§ **EXERCISE REQUIREMENTS**
Copy out the records word for word, from the line containing "Where is the halved avocado in this photo?" down to the end of the records.

§ **DATA FOR THIS TASK**
>> Begin

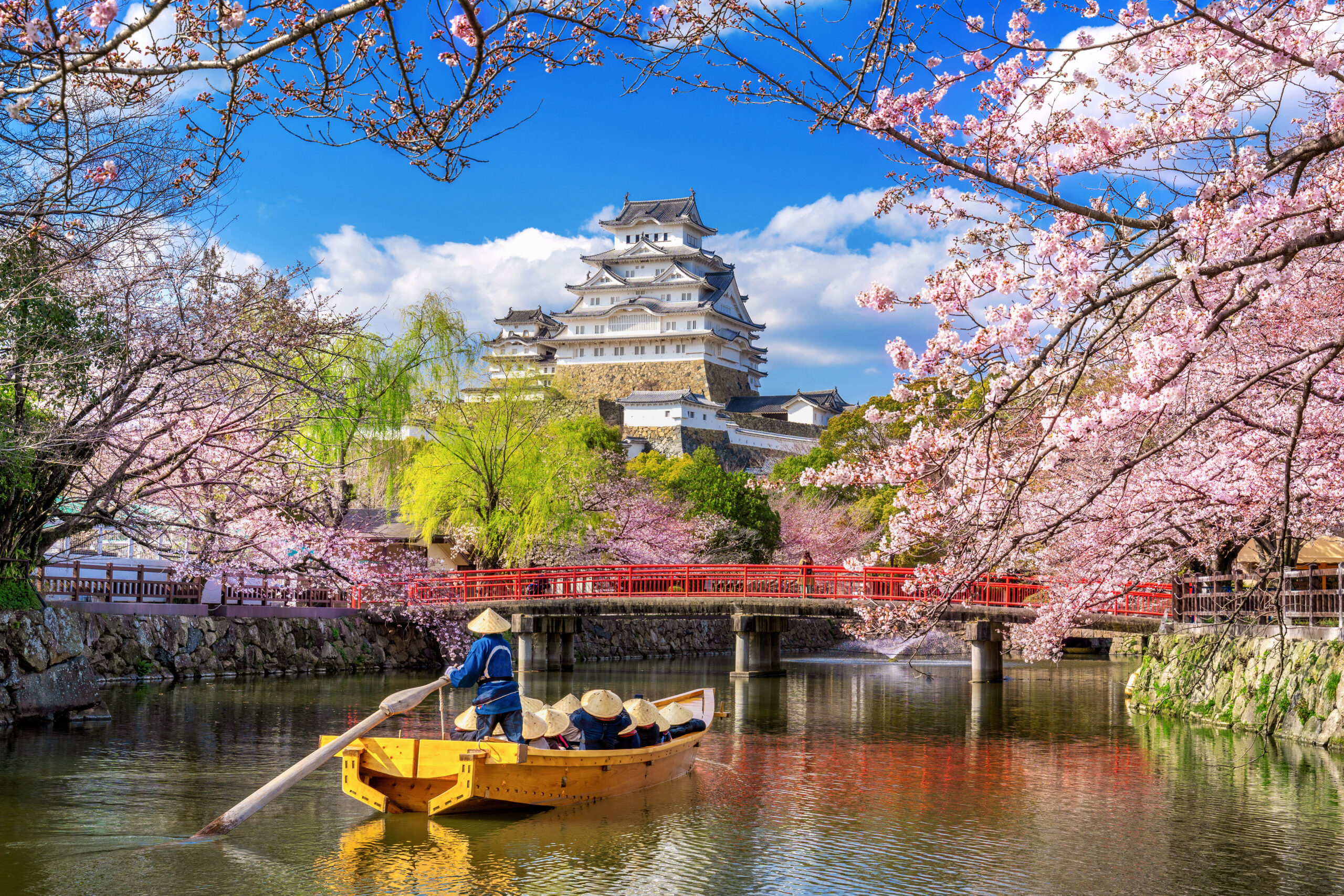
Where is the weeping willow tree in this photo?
[401,382,620,570]
[295,293,480,528]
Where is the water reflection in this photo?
[8,657,1344,896]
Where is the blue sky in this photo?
[220,55,945,402]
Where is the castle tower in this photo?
[540,191,766,403]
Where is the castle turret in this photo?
[540,191,766,403]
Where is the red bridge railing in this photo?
[353,564,1172,617]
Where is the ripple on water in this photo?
[0,657,1344,896]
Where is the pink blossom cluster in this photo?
[805,0,1344,657]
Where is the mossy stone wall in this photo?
[1132,634,1344,748]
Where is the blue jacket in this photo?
[447,634,523,716]
[570,709,638,750]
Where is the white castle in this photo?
[473,191,848,466]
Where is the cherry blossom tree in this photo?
[0,0,650,200]
[632,0,1344,656]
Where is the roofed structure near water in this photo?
[598,189,719,236]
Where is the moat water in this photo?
[0,656,1344,896]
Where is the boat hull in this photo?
[322,688,713,815]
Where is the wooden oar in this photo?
[188,674,447,840]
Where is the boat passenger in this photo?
[625,697,663,747]
[663,702,704,740]
[615,721,640,750]
[447,610,523,743]
[570,690,631,750]
[447,708,476,740]
[523,709,551,750]
[542,707,581,750]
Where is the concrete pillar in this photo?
[964,619,1004,682]
[730,614,789,678]
[513,613,582,672]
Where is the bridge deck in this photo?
[356,564,1171,633]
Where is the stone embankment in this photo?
[0,607,442,725]
[574,617,840,662]
[1126,633,1344,748]
[0,607,838,727]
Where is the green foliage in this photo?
[293,293,478,525]
[669,447,780,563]
[401,383,620,568]
[0,579,41,610]
[625,447,780,563]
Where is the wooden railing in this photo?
[32,560,200,603]
[219,575,350,607]
[1174,568,1344,627]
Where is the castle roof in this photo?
[598,189,719,235]
[495,308,561,326]
[615,389,723,411]
[579,239,732,267]
[724,388,849,414]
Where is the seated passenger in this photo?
[615,721,640,750]
[542,707,581,750]
[570,690,631,750]
[447,707,476,740]
[663,702,704,740]
[625,697,663,747]
[523,709,551,750]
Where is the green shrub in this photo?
[0,579,41,610]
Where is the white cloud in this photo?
[313,189,949,400]
[583,206,621,234]
[313,224,605,332]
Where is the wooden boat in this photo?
[321,688,713,815]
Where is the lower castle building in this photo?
[484,191,849,470]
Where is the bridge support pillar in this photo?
[513,613,583,672]
[729,614,789,678]
[964,619,1004,682]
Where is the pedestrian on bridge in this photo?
[799,551,817,596]
[447,610,523,744]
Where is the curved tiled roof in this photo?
[615,389,723,410]
[598,191,719,234]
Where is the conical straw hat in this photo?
[523,712,545,740]
[581,690,621,719]
[625,697,658,728]
[466,610,513,634]
[542,707,570,737]
[663,702,695,725]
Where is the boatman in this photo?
[570,690,632,750]
[447,610,523,744]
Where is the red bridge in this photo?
[355,564,1172,618]
[353,564,1172,680]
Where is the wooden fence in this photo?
[1176,568,1344,627]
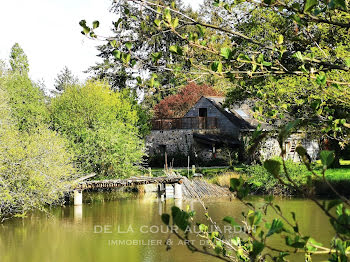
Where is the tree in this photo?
[10,43,29,75]
[82,0,350,261]
[0,73,49,132]
[80,0,198,108]
[55,66,78,92]
[50,81,144,178]
[0,75,76,222]
[154,82,223,118]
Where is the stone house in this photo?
[146,96,318,166]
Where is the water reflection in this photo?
[0,193,333,262]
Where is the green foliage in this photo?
[10,43,29,75]
[0,74,48,132]
[245,158,310,195]
[55,66,78,92]
[0,81,75,221]
[51,81,144,178]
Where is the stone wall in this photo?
[146,129,193,155]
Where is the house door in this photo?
[198,108,208,129]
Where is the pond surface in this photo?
[0,193,334,262]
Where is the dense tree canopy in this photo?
[83,0,350,146]
[51,81,143,177]
[0,70,77,221]
[85,0,200,107]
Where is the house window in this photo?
[199,108,208,117]
[159,145,166,155]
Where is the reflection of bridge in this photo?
[74,175,183,205]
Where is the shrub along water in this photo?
[0,74,75,222]
[51,81,144,178]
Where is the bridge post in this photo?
[74,190,83,206]
[165,184,174,198]
[158,184,165,201]
[174,183,182,199]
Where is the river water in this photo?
[0,193,334,262]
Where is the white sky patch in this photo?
[0,0,202,89]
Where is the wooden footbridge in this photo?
[73,174,232,205]
[73,174,183,205]
[75,176,183,190]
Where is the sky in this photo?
[0,0,202,89]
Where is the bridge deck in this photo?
[75,176,182,190]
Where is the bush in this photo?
[245,158,310,195]
[0,84,75,221]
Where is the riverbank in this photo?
[157,160,350,197]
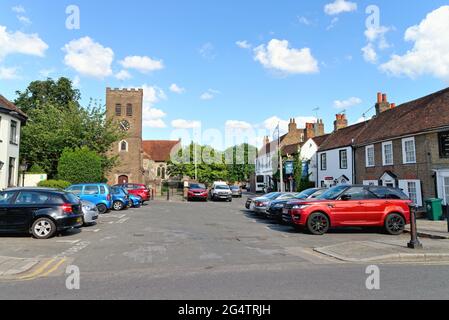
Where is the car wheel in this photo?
[112,201,125,211]
[307,212,330,236]
[97,203,108,214]
[31,218,56,239]
[385,213,405,236]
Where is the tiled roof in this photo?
[0,94,28,119]
[142,140,181,162]
[319,121,369,151]
[356,88,449,145]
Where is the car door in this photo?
[331,187,368,226]
[6,190,42,232]
[0,191,17,231]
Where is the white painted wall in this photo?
[0,113,21,190]
[317,147,354,187]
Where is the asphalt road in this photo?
[0,195,449,300]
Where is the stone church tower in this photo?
[106,88,144,185]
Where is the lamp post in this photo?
[20,160,28,187]
[407,205,423,249]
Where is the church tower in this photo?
[106,88,144,185]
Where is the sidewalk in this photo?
[406,219,449,239]
[314,236,449,263]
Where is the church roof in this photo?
[142,140,181,162]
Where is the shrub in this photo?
[58,147,104,184]
[37,180,72,189]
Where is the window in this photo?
[67,186,83,195]
[0,191,16,204]
[402,138,416,164]
[115,104,122,117]
[8,158,16,187]
[9,120,18,144]
[365,146,376,167]
[340,150,348,169]
[382,141,394,166]
[120,141,128,152]
[320,153,327,171]
[126,104,133,117]
[84,186,99,195]
[438,131,449,158]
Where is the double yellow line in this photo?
[17,258,67,281]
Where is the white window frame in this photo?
[365,145,376,168]
[402,137,416,164]
[382,141,394,166]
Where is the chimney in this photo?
[288,118,298,133]
[334,114,348,132]
[376,93,391,116]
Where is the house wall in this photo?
[317,147,354,187]
[355,133,449,205]
[0,113,21,190]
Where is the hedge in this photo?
[37,180,72,189]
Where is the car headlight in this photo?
[292,204,309,210]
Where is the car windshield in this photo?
[317,186,348,200]
[189,183,206,189]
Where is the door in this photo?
[118,175,129,184]
[332,187,368,226]
[0,191,16,231]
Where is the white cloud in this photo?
[380,6,449,81]
[0,26,48,61]
[225,120,253,130]
[115,70,132,81]
[235,40,252,49]
[11,5,25,13]
[62,37,114,79]
[120,56,164,73]
[0,67,20,80]
[171,119,201,129]
[362,43,377,63]
[170,83,186,94]
[324,0,357,16]
[254,39,319,74]
[334,97,363,109]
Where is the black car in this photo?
[266,188,326,223]
[0,188,83,239]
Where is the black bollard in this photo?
[407,206,423,249]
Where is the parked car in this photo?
[66,183,113,214]
[187,183,209,201]
[111,187,129,211]
[0,188,83,239]
[283,185,412,235]
[266,188,327,223]
[128,193,142,208]
[210,182,232,202]
[114,183,151,204]
[231,186,243,198]
[81,201,99,226]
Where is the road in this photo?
[0,195,449,300]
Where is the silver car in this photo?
[81,200,99,226]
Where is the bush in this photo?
[58,147,104,184]
[37,180,72,189]
[27,164,45,174]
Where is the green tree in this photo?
[16,78,124,179]
[58,147,104,183]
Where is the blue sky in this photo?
[0,0,449,150]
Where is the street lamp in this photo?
[20,160,28,187]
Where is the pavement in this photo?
[0,197,449,300]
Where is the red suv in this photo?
[283,185,412,235]
[115,183,150,203]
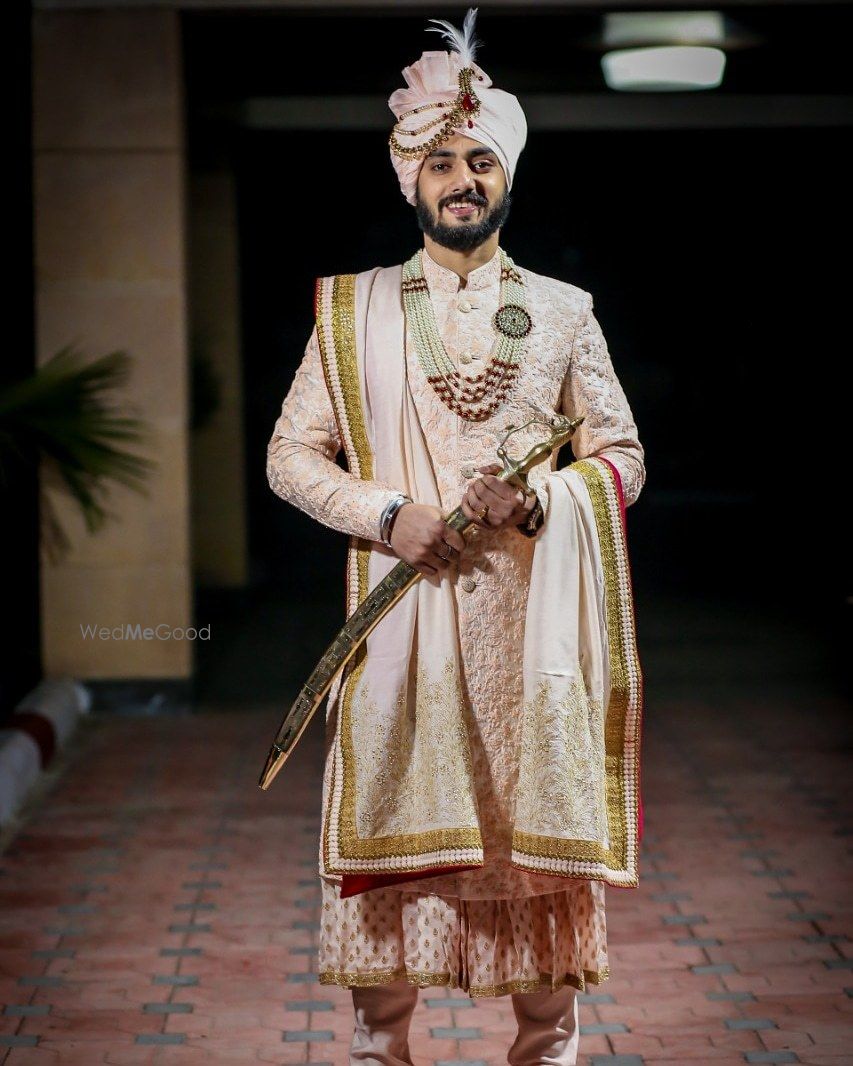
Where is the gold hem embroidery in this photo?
[317,966,611,999]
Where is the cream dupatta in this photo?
[317,267,642,895]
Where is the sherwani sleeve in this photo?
[561,293,646,507]
[267,326,407,540]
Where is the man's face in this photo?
[415,133,510,252]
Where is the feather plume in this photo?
[427,7,480,67]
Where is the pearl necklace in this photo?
[402,248,533,422]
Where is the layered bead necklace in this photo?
[402,248,533,422]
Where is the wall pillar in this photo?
[33,10,193,679]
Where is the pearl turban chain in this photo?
[388,9,527,204]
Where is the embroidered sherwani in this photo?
[268,251,645,996]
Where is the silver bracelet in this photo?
[380,492,415,548]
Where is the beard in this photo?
[415,192,512,252]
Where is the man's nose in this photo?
[454,171,474,192]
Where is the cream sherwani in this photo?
[268,245,645,996]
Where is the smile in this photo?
[445,200,480,219]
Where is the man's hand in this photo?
[462,463,536,530]
[390,503,465,577]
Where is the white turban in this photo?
[388,11,527,204]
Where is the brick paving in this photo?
[0,677,853,1066]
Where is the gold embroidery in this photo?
[513,459,642,887]
[317,274,483,873]
[342,659,482,844]
[317,966,611,999]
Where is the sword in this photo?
[258,404,583,789]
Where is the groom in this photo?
[268,12,645,1066]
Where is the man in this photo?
[268,12,645,1066]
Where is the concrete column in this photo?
[190,169,248,588]
[33,9,193,679]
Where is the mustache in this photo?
[438,193,488,211]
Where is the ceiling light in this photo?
[601,45,726,92]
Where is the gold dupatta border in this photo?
[513,457,642,888]
[315,274,483,873]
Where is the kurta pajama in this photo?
[268,245,645,996]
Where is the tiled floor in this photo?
[0,665,853,1066]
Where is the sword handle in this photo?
[258,416,583,789]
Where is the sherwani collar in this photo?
[423,241,500,295]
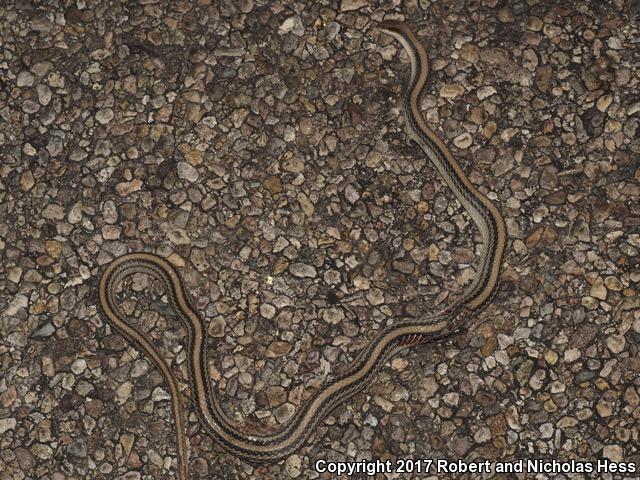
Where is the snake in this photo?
[99,20,506,480]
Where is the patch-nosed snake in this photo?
[99,21,505,480]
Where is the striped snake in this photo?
[99,21,505,480]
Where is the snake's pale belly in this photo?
[99,21,505,480]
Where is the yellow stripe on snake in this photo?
[99,21,505,480]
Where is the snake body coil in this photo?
[99,21,505,480]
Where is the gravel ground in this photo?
[0,0,640,480]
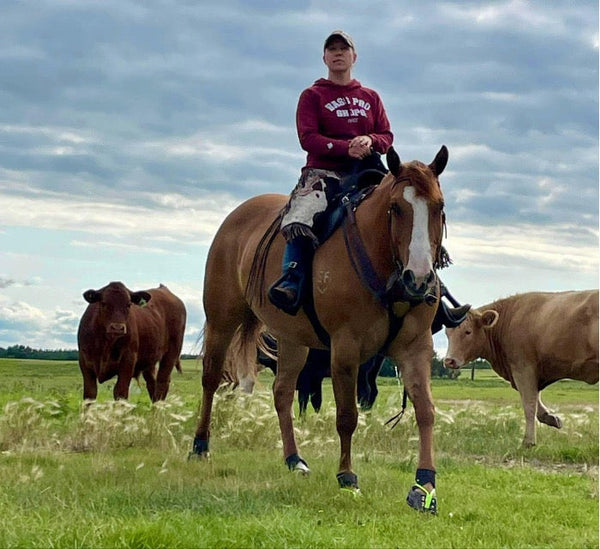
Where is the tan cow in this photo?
[444,290,598,446]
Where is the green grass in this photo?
[0,360,598,548]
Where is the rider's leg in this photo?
[269,236,314,315]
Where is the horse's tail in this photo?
[245,209,285,306]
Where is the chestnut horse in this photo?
[190,146,448,512]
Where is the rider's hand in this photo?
[348,135,373,158]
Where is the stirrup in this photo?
[268,273,301,316]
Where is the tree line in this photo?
[0,345,490,379]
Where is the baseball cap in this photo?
[323,30,356,50]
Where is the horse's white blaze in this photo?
[404,186,433,280]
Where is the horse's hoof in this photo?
[336,473,360,492]
[538,414,562,429]
[285,454,310,475]
[406,486,437,515]
[188,452,210,461]
[188,436,210,460]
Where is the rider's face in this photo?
[323,40,356,72]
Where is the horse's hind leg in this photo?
[331,340,359,490]
[190,322,237,457]
[273,339,310,473]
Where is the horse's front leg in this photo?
[394,333,437,514]
[331,342,359,490]
[189,323,234,458]
[273,339,310,474]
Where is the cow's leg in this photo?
[154,353,179,401]
[511,363,539,448]
[331,338,360,490]
[390,333,437,514]
[537,393,562,429]
[310,372,323,412]
[189,322,237,457]
[273,339,310,473]
[113,368,133,400]
[142,364,158,402]
[79,361,98,400]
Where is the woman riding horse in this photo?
[269,30,470,331]
[192,142,460,513]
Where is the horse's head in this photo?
[387,146,448,302]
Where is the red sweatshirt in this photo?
[296,78,394,171]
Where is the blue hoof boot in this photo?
[336,473,359,490]
[406,484,437,515]
[188,437,210,460]
[285,454,310,475]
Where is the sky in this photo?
[0,0,599,355]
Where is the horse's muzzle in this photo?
[402,269,435,300]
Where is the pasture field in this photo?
[0,359,598,549]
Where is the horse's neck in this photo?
[356,179,393,274]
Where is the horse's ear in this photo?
[429,145,448,177]
[385,147,402,177]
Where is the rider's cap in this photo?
[323,30,356,50]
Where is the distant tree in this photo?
[0,345,79,360]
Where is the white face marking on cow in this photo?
[404,186,433,279]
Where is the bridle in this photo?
[386,176,447,306]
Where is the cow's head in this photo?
[83,282,152,338]
[444,309,499,369]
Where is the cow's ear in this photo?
[481,309,500,330]
[429,145,448,176]
[83,290,102,303]
[131,290,152,307]
[385,147,402,177]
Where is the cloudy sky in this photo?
[0,0,598,352]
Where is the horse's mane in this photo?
[245,208,285,305]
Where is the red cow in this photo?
[77,282,186,402]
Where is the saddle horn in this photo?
[385,147,402,177]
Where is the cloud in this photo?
[0,0,599,352]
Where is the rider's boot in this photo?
[268,236,314,315]
[431,280,471,334]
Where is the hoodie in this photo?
[296,78,394,172]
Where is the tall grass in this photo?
[0,361,598,548]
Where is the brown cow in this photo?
[444,290,598,446]
[77,282,186,402]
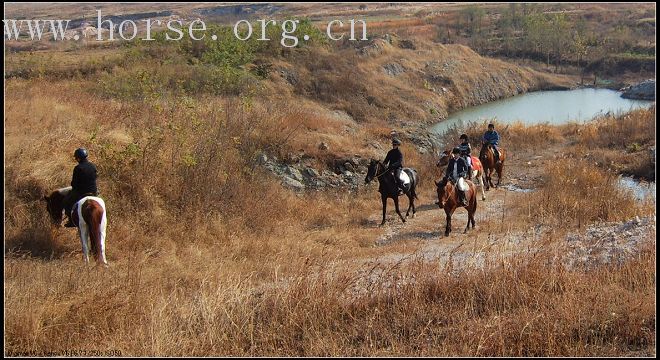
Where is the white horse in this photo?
[436,150,486,201]
[44,186,108,267]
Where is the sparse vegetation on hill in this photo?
[4,4,656,356]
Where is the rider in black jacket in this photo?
[445,147,468,206]
[383,139,403,192]
[64,148,98,227]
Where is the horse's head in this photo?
[479,142,492,160]
[435,177,452,209]
[44,187,71,225]
[436,150,451,167]
[364,159,380,184]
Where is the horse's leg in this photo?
[410,188,417,218]
[477,170,486,201]
[394,196,406,223]
[99,209,108,267]
[380,195,387,225]
[497,162,504,186]
[406,194,412,217]
[445,207,452,236]
[78,219,89,263]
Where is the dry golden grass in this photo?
[4,38,655,356]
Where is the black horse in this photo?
[364,159,419,225]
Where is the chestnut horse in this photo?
[479,143,505,190]
[364,159,419,225]
[44,186,108,267]
[435,177,477,236]
[436,150,486,201]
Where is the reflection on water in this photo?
[431,89,655,133]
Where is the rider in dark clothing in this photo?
[383,139,403,191]
[445,147,468,206]
[64,148,98,227]
[483,124,500,163]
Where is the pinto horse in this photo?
[479,143,505,190]
[44,186,108,267]
[364,159,419,225]
[436,150,486,201]
[435,177,477,236]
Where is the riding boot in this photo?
[458,190,468,206]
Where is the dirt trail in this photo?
[358,144,563,264]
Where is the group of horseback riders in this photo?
[59,124,500,227]
[383,124,500,205]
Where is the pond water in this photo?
[431,88,655,134]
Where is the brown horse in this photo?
[44,187,108,267]
[435,177,477,236]
[364,159,419,225]
[436,150,486,201]
[479,143,506,190]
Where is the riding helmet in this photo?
[73,148,87,159]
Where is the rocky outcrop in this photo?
[383,63,406,76]
[621,79,655,100]
[257,154,369,191]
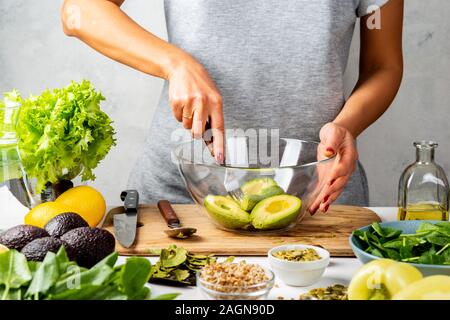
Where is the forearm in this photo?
[333,66,403,138]
[61,0,189,79]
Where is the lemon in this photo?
[0,244,9,253]
[55,186,106,227]
[24,201,78,228]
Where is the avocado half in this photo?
[203,195,250,229]
[250,194,302,230]
[239,177,284,211]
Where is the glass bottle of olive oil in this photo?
[398,141,450,221]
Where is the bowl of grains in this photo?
[267,244,330,287]
[197,261,275,300]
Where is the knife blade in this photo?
[114,190,139,248]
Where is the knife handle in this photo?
[158,200,180,226]
[120,190,139,212]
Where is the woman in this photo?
[62,0,403,214]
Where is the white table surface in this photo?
[115,207,397,300]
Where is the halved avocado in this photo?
[239,177,284,211]
[250,194,302,230]
[203,195,250,229]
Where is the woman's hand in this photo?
[309,122,358,214]
[168,56,224,163]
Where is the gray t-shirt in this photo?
[129,0,387,205]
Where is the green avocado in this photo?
[203,195,250,229]
[250,194,302,230]
[239,177,284,211]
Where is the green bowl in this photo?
[349,220,450,276]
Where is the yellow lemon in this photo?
[24,201,78,228]
[55,186,106,227]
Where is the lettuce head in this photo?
[16,80,115,192]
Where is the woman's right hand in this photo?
[167,55,224,163]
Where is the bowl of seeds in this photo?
[267,244,330,287]
[197,261,275,300]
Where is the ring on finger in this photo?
[183,113,192,120]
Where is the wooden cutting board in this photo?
[103,204,380,257]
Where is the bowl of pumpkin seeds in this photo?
[267,244,330,287]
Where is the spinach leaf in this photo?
[150,293,180,300]
[50,265,114,295]
[25,252,59,300]
[0,250,31,300]
[120,257,152,299]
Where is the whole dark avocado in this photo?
[44,212,89,238]
[0,224,49,251]
[20,237,74,261]
[60,227,116,268]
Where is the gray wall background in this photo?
[0,0,450,206]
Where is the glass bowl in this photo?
[172,136,334,235]
[197,268,275,300]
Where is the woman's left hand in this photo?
[309,122,358,214]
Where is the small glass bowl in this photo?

>> End

§ **ANSWER TO THIS EXERCISE**
Where is the halved avocado in this photo?
[239,177,284,211]
[250,194,302,230]
[203,195,250,229]
Where is the woman's hand in this photo?
[309,122,358,214]
[168,56,224,163]
Where is the gray t-shirt in this photo?
[129,0,387,205]
Where is the green avocado in this photo?
[203,195,250,229]
[250,194,302,230]
[239,177,284,211]
Where is the green bowl in this photo?
[349,220,450,276]
Where is the yellow lemon in this photo?
[24,201,78,228]
[55,186,106,227]
Where is the lettuce head in this photo?
[16,80,115,192]
Where is the woman's right hand in this photo?
[167,55,224,163]
Where is the bowl of seeds in this photo?
[267,244,330,287]
[197,261,275,300]
Where is the ring on finger in this photo?
[183,113,192,120]
Where is the wooden cutting board in this photo?
[103,204,380,257]
Where is the bowl of pumpkin seeds in this photo?
[267,244,330,287]
Where is the spinach leaf in this photo?
[150,293,180,300]
[50,265,114,295]
[25,252,59,300]
[0,250,31,300]
[120,257,152,299]
Where is the whole dark avocado in this photo?
[44,212,89,238]
[0,224,49,251]
[20,237,74,261]
[60,227,116,268]
Where is the gray wall background in this photo?
[0,0,450,206]
Where is the glass bowl in this photo?
[172,136,334,235]
[197,268,275,300]
Where is the woman's left hand in this photo?
[309,122,358,214]
Where is the small glass bowl in this photo?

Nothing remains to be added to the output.